▶ _GIVEN TASK_: Set down, without alteration, the lines from the one that contains "the form [458,71]." through the final line of the material below.

## START RECORDS TO USE

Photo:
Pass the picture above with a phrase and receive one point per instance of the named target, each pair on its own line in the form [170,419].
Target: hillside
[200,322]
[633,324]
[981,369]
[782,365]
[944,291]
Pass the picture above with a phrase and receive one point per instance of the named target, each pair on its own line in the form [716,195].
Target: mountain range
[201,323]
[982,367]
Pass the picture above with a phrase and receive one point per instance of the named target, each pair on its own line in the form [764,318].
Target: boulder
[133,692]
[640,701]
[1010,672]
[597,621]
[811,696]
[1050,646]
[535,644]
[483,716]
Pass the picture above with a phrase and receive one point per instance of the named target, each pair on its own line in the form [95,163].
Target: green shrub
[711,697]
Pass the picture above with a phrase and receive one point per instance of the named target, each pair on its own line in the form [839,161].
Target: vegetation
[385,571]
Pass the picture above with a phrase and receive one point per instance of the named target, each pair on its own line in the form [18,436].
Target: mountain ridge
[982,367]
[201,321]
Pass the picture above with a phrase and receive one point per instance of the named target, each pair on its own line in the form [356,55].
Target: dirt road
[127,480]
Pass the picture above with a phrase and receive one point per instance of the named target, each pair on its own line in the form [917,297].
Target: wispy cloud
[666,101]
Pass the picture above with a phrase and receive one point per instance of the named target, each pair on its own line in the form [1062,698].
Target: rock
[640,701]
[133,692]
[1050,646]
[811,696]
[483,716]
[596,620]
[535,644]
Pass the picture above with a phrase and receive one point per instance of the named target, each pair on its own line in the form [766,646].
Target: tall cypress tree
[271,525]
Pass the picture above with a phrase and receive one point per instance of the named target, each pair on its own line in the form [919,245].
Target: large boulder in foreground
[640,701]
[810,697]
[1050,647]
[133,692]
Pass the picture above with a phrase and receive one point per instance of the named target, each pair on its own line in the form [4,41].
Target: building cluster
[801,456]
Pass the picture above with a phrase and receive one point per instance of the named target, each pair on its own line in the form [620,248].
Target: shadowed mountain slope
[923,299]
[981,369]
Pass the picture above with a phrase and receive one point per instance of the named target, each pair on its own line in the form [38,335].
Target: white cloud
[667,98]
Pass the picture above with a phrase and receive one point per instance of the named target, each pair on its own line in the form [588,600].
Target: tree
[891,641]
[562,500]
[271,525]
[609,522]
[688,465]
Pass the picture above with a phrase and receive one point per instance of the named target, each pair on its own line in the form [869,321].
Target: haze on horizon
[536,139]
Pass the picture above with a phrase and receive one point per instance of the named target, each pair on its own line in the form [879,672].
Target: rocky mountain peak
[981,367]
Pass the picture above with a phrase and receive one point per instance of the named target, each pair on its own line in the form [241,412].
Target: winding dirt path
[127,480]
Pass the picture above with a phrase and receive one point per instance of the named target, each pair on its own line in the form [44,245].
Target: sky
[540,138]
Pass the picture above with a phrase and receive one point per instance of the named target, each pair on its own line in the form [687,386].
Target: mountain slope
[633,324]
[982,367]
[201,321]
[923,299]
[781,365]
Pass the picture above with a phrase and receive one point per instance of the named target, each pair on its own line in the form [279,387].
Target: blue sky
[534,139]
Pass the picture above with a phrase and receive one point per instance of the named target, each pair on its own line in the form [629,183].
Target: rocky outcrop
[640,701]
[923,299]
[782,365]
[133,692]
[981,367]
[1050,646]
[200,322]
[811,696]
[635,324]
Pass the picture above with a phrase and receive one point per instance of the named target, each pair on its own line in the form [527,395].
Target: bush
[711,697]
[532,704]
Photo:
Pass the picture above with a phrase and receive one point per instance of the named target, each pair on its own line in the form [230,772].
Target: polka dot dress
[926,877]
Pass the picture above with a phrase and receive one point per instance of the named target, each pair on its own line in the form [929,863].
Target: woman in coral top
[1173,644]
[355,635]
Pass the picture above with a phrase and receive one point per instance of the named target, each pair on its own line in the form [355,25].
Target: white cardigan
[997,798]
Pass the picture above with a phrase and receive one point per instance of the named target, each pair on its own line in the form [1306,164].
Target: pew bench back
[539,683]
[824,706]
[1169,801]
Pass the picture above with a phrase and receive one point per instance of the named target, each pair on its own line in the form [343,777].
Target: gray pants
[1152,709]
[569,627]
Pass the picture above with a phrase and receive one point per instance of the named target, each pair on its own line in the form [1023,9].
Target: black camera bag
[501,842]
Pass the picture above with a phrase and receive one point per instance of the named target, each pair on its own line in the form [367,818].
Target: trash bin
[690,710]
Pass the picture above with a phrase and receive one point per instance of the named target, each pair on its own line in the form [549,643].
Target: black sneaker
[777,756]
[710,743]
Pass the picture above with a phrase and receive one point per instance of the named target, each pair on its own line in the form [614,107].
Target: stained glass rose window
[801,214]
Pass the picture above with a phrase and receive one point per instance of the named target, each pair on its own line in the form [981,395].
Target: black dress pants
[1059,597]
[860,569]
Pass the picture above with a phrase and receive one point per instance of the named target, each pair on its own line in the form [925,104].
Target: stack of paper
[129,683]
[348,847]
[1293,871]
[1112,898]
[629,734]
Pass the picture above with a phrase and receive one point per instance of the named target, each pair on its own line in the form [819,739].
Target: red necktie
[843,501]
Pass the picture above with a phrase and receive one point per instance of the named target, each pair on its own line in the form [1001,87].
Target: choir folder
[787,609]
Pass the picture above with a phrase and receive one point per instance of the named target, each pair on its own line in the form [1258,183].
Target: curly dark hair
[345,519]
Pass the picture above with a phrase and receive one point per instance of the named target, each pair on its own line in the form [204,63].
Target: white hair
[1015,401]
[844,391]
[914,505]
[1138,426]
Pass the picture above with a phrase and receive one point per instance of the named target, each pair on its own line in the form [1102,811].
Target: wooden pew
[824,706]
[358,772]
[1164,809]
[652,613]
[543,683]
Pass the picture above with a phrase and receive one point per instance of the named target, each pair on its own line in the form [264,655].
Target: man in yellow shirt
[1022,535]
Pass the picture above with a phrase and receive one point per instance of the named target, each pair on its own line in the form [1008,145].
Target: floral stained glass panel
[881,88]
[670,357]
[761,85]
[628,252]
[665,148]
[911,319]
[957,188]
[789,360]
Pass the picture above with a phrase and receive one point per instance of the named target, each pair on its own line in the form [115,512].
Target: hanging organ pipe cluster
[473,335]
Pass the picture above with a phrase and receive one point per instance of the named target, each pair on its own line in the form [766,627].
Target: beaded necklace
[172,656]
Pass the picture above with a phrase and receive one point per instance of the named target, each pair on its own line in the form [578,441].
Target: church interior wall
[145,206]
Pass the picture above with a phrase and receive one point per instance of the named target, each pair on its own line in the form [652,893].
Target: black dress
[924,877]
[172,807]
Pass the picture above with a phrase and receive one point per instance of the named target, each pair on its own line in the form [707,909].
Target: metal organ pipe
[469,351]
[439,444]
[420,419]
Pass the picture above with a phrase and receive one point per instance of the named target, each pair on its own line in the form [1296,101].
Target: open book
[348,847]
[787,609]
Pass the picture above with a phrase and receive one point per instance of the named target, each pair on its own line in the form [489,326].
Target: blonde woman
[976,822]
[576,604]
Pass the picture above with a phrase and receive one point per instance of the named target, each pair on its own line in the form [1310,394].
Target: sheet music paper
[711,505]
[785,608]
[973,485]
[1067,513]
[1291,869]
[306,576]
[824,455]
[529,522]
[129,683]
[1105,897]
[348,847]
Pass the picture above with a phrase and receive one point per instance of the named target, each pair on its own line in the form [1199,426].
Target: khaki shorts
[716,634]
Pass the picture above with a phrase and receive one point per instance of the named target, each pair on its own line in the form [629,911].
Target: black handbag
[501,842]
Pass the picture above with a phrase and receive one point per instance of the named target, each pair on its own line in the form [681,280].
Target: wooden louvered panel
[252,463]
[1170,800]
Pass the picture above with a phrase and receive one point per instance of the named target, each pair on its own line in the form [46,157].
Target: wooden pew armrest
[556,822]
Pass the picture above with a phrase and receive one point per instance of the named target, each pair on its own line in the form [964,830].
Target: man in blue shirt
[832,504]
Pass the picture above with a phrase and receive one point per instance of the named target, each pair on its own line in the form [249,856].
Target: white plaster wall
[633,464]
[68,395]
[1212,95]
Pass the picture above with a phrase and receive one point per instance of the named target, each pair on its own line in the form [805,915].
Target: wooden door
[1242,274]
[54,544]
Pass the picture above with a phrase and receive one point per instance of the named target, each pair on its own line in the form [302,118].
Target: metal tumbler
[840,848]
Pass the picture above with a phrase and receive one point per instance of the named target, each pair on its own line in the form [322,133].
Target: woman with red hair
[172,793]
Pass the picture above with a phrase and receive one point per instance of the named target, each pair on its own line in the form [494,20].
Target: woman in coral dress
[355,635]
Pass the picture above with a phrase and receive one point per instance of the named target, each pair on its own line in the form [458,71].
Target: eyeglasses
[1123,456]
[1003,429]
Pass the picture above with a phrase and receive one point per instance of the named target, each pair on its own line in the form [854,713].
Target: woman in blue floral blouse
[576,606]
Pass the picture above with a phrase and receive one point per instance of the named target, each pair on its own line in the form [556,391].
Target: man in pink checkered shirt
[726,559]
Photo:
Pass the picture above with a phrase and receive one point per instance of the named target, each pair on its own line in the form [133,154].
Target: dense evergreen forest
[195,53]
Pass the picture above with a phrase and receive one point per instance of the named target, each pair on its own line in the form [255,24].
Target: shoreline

## END RECORDS TO USE

▶ _EXERCISE OUTPUT_:
Pass the picture above with a phrase and receive one point per instance of the named target, each pair on its own line in the form [458,71].
Target: eyeglasses
[1123,456]
[1003,429]
Pass the picture above with a phrase and receive one point per instance of the named target, each pair on its own line in the form [854,713].
Target: woman in blue floral blouse
[576,606]
Pass the picture above with a phrase and receive one point per instance of the named target, each pair on its own line in the form [556,391].
Target: man in pink checkered shirt
[726,559]
Photo:
Pass the picture above with a phrase and receive one point per instance of the named target, each pair on its own line in the form [133,154].
Target: dense evergreen forest
[195,53]
Pass the picture above with a phrase and receive one point per instance of the named target, each pair on its own line in the form [255,24].
Target: shoreline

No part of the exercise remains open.